▶ [The problem] In the stretch from the line containing "object=license plate" through the line containing "[89,166,122,182]", swap each "Output" for "Result" and return those lines with nothing else altered.

(Entries from a dataset)

====================

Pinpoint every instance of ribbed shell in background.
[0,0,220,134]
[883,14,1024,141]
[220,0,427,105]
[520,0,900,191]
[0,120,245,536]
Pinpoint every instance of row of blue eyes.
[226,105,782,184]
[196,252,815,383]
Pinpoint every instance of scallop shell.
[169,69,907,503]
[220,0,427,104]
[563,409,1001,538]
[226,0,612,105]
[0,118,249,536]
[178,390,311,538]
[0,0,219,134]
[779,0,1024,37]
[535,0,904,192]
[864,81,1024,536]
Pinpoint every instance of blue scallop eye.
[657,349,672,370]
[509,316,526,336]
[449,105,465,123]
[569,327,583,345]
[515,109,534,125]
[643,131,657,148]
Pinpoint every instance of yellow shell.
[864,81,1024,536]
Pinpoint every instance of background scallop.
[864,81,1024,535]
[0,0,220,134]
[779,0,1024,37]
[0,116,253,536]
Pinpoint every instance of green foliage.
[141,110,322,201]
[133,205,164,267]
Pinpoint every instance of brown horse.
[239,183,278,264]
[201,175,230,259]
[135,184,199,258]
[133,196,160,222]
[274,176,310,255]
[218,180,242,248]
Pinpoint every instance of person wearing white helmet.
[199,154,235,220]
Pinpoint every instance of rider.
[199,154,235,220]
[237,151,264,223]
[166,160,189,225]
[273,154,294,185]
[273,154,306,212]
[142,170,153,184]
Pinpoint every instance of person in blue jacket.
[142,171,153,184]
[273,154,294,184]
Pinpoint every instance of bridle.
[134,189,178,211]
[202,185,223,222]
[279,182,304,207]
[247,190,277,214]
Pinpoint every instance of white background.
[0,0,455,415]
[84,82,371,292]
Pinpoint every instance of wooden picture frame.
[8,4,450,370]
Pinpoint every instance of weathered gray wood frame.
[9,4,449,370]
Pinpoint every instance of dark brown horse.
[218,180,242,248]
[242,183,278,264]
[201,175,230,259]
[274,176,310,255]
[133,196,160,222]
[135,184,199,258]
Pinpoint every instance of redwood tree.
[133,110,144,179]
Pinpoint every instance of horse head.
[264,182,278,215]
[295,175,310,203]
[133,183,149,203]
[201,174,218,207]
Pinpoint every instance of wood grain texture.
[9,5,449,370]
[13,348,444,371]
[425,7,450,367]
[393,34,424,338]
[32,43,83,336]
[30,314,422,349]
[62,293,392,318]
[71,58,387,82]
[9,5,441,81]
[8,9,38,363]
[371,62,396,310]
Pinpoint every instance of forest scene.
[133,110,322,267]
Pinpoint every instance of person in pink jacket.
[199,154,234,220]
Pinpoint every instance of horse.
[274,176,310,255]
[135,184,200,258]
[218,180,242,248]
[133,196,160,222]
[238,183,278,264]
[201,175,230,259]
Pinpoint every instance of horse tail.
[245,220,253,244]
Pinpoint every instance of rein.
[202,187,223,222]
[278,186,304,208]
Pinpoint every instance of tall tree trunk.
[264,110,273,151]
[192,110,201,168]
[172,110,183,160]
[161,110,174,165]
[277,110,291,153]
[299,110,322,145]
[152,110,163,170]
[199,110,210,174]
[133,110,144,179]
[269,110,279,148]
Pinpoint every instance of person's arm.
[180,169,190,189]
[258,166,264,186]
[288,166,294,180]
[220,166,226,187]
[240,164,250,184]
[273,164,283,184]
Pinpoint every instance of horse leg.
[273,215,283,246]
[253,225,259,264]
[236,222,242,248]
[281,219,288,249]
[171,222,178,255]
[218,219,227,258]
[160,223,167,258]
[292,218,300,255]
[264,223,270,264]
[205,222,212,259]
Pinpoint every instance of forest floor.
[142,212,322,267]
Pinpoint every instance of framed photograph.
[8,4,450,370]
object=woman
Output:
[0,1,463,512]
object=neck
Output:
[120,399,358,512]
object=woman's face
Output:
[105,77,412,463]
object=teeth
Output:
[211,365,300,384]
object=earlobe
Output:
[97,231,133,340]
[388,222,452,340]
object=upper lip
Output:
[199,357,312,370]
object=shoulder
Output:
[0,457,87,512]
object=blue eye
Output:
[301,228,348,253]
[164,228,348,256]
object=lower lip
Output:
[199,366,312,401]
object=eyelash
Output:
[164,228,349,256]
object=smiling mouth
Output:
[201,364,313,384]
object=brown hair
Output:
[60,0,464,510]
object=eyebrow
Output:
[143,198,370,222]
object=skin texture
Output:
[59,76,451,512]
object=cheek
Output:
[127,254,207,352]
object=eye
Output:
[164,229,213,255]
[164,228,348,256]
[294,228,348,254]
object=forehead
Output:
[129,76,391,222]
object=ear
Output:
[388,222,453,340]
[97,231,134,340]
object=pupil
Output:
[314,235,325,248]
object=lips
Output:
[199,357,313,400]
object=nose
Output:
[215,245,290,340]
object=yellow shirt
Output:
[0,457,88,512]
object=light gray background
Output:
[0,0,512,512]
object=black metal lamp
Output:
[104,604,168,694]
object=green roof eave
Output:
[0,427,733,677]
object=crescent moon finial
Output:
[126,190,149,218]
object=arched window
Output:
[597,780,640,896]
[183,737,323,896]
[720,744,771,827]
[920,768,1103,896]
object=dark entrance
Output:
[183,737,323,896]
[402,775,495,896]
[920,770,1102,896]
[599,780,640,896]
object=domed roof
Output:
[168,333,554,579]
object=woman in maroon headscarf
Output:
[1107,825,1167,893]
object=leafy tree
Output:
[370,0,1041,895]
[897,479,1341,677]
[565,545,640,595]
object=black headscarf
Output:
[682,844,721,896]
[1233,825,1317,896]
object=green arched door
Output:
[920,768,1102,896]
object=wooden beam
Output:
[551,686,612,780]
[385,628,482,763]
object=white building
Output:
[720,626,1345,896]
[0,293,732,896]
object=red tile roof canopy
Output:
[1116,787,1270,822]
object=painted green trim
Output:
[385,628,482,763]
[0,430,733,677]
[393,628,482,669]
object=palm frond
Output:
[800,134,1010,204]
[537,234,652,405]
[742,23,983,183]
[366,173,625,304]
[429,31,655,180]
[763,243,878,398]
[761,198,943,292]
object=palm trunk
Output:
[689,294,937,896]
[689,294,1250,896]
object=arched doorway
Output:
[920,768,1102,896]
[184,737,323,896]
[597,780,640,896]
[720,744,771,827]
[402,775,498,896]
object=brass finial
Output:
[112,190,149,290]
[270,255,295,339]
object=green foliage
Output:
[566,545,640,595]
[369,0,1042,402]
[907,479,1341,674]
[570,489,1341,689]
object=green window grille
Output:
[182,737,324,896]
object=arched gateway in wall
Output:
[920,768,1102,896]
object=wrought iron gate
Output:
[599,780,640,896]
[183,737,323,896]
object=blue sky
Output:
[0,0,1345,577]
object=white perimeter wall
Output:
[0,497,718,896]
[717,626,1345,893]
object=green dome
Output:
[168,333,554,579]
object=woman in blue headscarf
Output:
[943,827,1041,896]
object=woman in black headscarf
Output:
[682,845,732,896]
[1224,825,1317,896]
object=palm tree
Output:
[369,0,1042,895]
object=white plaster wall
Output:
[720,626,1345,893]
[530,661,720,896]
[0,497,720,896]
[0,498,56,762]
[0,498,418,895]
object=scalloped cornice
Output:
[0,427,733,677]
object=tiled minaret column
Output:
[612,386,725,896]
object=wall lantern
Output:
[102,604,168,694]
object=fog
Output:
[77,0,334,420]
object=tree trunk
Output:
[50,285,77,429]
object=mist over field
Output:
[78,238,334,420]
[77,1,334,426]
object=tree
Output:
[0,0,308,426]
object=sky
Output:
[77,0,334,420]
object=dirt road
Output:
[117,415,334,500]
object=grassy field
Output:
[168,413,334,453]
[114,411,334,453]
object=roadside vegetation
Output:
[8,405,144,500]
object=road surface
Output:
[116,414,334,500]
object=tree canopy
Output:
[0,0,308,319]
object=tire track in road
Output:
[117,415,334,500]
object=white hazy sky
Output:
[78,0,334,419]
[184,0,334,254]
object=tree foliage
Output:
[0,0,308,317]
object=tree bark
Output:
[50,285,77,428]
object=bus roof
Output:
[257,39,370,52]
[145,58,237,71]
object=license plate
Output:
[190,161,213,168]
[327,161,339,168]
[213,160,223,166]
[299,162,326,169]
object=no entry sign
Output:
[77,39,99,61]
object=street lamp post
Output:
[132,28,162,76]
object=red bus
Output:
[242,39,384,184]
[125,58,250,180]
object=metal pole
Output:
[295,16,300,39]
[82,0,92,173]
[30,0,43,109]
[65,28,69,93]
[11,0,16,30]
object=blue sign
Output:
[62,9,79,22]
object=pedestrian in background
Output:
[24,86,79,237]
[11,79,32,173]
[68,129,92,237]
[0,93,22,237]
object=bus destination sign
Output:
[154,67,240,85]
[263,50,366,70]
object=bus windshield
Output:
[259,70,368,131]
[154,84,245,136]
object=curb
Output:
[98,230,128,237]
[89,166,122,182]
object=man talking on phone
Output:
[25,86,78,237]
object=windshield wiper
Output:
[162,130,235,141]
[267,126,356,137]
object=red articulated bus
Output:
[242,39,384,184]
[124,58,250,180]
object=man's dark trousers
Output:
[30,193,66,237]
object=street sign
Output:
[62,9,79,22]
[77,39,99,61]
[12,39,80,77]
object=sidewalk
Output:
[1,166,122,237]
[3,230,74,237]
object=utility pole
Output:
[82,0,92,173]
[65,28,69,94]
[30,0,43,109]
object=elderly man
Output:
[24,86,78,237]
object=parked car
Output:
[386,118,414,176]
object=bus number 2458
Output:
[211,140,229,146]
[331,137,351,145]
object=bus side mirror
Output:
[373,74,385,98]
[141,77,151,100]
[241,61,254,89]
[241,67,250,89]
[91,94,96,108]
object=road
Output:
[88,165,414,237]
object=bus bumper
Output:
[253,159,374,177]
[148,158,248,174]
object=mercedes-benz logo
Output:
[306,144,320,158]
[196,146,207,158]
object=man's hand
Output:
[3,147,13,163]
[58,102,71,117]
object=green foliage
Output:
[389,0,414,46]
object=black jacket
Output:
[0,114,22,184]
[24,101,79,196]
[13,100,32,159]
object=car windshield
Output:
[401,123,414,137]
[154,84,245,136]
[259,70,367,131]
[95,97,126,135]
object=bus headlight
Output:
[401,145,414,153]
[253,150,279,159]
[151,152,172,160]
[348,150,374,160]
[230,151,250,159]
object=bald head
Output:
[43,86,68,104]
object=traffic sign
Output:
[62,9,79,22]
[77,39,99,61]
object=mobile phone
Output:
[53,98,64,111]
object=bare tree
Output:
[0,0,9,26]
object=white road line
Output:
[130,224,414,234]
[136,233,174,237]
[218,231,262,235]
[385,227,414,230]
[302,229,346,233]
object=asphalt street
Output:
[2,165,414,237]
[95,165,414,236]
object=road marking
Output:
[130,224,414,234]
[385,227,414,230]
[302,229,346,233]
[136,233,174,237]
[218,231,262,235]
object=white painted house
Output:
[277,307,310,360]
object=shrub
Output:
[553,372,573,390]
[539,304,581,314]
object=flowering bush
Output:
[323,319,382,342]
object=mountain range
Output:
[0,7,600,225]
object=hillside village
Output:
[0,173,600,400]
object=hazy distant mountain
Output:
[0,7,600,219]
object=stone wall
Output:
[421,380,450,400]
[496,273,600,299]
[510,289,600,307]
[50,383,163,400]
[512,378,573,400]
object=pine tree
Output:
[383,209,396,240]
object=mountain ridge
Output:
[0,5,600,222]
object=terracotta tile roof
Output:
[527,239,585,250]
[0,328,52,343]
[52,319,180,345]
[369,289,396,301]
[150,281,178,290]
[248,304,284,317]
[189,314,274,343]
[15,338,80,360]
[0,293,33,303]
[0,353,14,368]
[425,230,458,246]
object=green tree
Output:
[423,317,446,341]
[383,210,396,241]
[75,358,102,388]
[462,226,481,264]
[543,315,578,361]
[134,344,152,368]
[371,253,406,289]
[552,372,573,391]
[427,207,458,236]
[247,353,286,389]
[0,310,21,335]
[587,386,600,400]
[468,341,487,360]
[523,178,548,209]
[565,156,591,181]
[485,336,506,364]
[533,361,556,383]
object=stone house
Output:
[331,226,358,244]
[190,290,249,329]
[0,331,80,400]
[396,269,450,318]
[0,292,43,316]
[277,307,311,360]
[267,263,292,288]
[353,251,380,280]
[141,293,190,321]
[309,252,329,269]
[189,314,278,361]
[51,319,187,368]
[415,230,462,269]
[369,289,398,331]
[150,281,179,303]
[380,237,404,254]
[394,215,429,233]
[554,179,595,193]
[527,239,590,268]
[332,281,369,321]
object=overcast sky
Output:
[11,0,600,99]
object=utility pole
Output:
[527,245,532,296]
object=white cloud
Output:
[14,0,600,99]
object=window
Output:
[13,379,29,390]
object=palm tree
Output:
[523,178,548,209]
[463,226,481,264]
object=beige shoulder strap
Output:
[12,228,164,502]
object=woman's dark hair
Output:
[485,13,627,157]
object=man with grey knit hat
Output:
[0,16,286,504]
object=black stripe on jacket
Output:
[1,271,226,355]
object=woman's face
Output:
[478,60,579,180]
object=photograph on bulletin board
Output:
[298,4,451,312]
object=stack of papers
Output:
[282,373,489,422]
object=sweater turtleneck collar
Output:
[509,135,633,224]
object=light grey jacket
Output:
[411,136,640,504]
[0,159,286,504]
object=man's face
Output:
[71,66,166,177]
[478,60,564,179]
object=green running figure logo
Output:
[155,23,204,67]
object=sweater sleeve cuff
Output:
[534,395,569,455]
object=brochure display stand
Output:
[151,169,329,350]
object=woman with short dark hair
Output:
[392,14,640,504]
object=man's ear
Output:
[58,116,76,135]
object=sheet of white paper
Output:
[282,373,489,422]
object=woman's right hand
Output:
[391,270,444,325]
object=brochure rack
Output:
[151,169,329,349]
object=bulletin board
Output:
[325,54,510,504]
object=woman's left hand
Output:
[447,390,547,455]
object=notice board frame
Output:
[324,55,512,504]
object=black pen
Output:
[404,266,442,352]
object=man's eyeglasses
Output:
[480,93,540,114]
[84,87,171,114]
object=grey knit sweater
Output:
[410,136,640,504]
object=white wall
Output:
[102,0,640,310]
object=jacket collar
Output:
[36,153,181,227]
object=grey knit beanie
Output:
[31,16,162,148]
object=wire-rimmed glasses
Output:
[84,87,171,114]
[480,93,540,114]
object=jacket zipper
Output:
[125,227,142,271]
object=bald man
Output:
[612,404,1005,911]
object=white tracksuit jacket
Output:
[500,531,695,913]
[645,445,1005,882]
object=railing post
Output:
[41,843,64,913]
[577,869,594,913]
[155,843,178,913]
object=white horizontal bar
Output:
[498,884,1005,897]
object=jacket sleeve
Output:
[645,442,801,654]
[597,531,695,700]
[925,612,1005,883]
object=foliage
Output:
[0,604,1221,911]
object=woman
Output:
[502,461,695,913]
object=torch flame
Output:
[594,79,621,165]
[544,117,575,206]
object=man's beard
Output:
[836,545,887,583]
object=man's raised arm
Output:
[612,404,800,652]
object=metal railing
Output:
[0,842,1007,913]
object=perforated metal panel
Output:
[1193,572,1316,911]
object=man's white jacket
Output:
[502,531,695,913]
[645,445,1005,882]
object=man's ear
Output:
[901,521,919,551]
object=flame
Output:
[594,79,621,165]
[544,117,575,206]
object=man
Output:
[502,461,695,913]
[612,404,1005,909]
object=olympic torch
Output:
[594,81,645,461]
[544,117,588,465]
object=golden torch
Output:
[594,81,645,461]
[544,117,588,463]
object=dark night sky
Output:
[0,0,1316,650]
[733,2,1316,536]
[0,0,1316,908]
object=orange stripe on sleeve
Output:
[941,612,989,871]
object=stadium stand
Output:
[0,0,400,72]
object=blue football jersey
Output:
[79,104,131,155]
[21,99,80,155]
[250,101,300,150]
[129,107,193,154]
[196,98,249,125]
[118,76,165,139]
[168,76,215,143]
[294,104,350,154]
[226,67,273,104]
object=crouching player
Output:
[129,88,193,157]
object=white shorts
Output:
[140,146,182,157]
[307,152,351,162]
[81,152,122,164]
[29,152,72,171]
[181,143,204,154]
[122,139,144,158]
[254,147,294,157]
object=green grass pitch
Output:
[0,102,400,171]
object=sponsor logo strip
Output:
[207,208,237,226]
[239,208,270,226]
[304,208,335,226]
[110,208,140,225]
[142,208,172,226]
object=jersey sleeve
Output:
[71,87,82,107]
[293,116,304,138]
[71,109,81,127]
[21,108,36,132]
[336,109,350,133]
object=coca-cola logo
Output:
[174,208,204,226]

====================

▶ [Answer below]
object=license plate
Result:
[190,161,213,168]
[327,161,339,168]
[213,160,223,166]
[299,162,326,169]
object=no entry sign
Result:
[77,39,99,61]
object=street lamp post
Result:
[132,28,162,76]
object=red bus
Result:
[242,39,384,184]
[125,58,250,180]
object=metal pole
Result:
[295,16,300,39]
[82,0,92,173]
[30,0,43,109]
[65,28,69,93]
[11,0,16,30]
object=blue sign
Result:
[62,9,79,22]
object=pedestrian in background
Result:
[24,86,79,237]
[11,79,32,173]
[68,129,92,237]
[0,93,22,237]
object=bus destination sign
Result:
[154,67,240,85]
[263,50,366,70]
object=bus windshield
Result:
[259,70,368,131]
[154,84,245,136]
object=curb
Result:
[98,230,128,237]
[89,166,122,182]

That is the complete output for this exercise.